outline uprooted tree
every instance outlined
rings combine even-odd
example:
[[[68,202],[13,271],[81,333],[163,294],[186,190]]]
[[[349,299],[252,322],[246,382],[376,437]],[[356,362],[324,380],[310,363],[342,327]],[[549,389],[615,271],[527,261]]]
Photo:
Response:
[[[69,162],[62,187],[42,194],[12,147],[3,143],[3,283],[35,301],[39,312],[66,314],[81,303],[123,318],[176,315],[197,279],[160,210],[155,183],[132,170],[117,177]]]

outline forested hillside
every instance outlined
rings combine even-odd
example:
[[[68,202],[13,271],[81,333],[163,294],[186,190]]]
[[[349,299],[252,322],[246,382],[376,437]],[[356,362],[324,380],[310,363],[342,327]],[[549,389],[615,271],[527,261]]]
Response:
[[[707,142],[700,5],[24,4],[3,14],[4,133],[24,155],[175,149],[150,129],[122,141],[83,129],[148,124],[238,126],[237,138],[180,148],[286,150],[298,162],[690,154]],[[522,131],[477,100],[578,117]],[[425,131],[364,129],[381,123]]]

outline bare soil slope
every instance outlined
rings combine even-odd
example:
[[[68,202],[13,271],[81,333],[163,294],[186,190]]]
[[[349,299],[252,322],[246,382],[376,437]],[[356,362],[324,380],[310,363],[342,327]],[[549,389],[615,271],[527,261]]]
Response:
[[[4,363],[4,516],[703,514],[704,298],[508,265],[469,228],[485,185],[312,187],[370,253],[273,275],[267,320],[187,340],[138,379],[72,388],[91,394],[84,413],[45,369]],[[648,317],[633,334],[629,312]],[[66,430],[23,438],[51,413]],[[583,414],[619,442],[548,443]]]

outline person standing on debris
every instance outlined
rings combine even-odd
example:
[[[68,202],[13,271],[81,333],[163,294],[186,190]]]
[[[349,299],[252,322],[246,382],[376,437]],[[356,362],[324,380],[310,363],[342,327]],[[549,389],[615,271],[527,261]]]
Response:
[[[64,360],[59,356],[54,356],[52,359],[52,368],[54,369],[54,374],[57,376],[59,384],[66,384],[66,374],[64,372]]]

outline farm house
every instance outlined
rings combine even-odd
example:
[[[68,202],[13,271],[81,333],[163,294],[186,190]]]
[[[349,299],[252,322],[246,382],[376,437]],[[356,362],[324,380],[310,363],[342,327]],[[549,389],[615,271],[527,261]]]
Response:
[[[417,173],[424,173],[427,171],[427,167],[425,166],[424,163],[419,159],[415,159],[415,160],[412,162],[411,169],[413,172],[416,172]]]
# # # # # # #
__What you should do__
Can you rewrite all of the material above with each "rings combine even-odd" changed to "rings merge by the even-odd rule" and nothing else altered?

__Written response__
outline uprooted tree
every instance outlined
rings merge by the even-odd rule
example:
[[[68,202],[13,271],[81,333],[163,294],[186,190]]]
[[[349,299],[252,322],[246,382],[376,437]],[[356,362],[324,380],[310,363],[342,327]],[[549,389],[615,271],[527,261]]]
Photo:
Response:
[[[69,162],[62,187],[42,194],[12,147],[3,143],[3,283],[35,301],[39,312],[66,314],[81,303],[123,318],[176,315],[197,279],[160,210],[155,183],[132,170],[117,177]]]

outline forested hillside
every instance outlined
rings merge by the even-odd rule
example:
[[[68,202],[13,271],[81,333],[163,294],[186,190]]]
[[[349,299],[252,322],[246,382],[376,437]],[[356,362],[324,380],[310,363],[342,327]],[[549,389],[615,271],[527,261]]]
Response:
[[[707,142],[700,5],[24,4],[3,14],[4,133],[24,155],[175,149],[150,129],[122,141],[83,129],[148,124],[238,126],[237,138],[180,148],[286,150],[298,162],[690,154]],[[522,131],[477,100],[578,117]],[[425,131],[364,129],[381,123]]]

outline bare soil slope
every instance outlined
rings merge by the even-odd rule
example:
[[[68,202],[13,271],[81,333],[163,294],[186,190]]]
[[[349,299],[252,322],[246,382],[376,437]],[[356,362],[324,380],[310,363],[342,327]],[[549,389],[615,271],[527,261]]]
Response:
[[[4,363],[4,516],[703,514],[704,298],[508,265],[469,228],[485,185],[312,187],[370,253],[273,275],[267,320],[187,340],[138,379],[72,388],[91,394],[84,413],[45,369]],[[648,317],[633,334],[629,312]],[[66,430],[23,438],[51,413]],[[583,414],[619,442],[548,443]]]

outline person standing on debris
every instance outlined
rings merge by the even-odd rule
example:
[[[68,202],[13,271],[81,333],[163,294],[186,190]]]
[[[349,299],[252,322],[246,382],[376,437]],[[356,362],[324,380],[310,363],[342,327]],[[549,389],[615,271],[527,261]]]
Response:
[[[64,360],[59,356],[54,356],[52,359],[52,368],[54,369],[54,374],[57,376],[59,384],[66,384],[66,374],[64,372]]]

outline farm house
every instance outlined
rings merge by the even-odd rule
example:
[[[68,202],[13,271],[81,333],[163,294],[186,190]]]
[[[349,299],[252,322],[246,382],[376,437]],[[356,362],[324,380],[310,363],[342,327]],[[549,389],[615,271],[527,261]]]
Response:
[[[417,173],[424,173],[427,171],[427,167],[425,166],[424,163],[419,159],[415,159],[415,160],[412,162],[411,169],[413,172],[416,172]]]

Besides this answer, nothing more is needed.